Job A =
Answer these questions using the article on the 27 May 2013 Baghdad bombings:
(i) How many people were injured in the attacks?
(ii) In what month and year did Sunnis begin protesting against the Shia-led government?
(iii) Where was the protest camp that the Iraqi army raided on 23 April 2013?

Passage provided =
---------------

- Date: 27 May 2013 (UTC+03:00)
- Target: Shia civilians
- Attack type: Car bombings, roadside bombings
- Weapons: Car bombs; IEDs;
- Deaths: 71
- Injured: 224

= 27 May 2013 Baghdad bombings =

Terrorist incident in Iraq

On 27 May 2013, a series of coordinated attacks occurred in Baghdad, the capital of Iraq, killing 71 people and injuring more than 200 others.

==Background==
From a peak of 3,000 deaths per month in 2006–07, violence in Iraq decreased steadily for several years before beginning to rise again in 2012. In December 2012, Sunnis began to protest perceived mistreatment by the Shia-led government. The protests had been largely peaceful, but insurgents, emboldened by the war in neighboring Syria, stepped up attacks in the initial months of 2013. The number of attacks rose sharply after the Iraqi army raided a protest camp in Hawija on 23 April 2013. Overall, 712 people were killed in April according to UN figures, making it the nation's deadliest month in five years.

---------------

Records from a collection
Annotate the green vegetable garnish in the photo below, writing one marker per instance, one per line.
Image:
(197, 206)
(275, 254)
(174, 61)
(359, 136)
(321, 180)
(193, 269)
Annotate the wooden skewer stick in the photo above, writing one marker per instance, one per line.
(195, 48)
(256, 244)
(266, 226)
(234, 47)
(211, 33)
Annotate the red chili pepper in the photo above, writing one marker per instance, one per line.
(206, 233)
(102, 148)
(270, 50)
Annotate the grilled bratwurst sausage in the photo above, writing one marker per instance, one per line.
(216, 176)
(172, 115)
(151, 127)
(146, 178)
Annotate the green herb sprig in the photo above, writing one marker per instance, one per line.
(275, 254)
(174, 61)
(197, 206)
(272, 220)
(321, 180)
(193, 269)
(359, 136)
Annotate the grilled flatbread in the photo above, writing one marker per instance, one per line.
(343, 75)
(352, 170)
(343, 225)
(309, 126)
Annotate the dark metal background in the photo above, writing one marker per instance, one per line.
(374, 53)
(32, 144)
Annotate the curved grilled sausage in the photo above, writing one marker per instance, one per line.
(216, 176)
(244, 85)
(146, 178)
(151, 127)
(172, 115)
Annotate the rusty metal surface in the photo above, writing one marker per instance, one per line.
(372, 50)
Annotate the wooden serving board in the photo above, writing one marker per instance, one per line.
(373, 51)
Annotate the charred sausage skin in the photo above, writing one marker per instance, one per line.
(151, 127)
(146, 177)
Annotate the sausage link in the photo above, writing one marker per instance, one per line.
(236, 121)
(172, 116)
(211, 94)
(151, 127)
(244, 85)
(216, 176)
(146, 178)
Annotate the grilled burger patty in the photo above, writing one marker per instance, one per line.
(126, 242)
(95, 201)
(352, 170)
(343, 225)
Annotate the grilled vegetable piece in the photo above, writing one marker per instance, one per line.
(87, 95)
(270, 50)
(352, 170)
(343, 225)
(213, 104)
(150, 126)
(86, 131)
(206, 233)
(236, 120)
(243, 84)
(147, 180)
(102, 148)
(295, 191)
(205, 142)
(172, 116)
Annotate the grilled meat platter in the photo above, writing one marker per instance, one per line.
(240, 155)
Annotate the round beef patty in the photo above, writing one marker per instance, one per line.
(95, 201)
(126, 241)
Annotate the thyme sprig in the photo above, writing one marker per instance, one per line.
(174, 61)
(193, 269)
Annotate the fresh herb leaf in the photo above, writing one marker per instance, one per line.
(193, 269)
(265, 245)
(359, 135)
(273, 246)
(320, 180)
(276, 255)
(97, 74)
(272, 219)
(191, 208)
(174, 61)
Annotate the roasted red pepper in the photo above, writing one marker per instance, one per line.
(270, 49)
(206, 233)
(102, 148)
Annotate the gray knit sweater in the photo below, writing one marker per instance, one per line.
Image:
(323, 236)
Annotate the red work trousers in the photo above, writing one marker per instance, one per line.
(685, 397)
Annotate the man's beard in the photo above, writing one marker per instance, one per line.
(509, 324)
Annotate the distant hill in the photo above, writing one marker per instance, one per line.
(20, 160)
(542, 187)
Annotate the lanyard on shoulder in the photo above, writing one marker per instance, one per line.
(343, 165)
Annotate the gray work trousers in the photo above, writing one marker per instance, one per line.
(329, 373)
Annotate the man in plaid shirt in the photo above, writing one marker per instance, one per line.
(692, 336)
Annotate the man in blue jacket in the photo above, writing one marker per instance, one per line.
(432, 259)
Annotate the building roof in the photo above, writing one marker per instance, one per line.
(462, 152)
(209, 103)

---------------

Job B =
Substitute "rooftop" for "building roof" in the listing, from the line containing "Annotate the man in blue" through the end of the listing, and write those lines out again with nothing else changed.

Full solution A =
(i) 224
(ii) December 2012
(iii) Hawija

Full solution B =
Annotate the man in blue jacket in the photo above, writing one marker per instance, one per line.
(432, 259)
Annotate the rooftop in the photo above, writing one marker per instance, one per line.
(462, 152)
(209, 103)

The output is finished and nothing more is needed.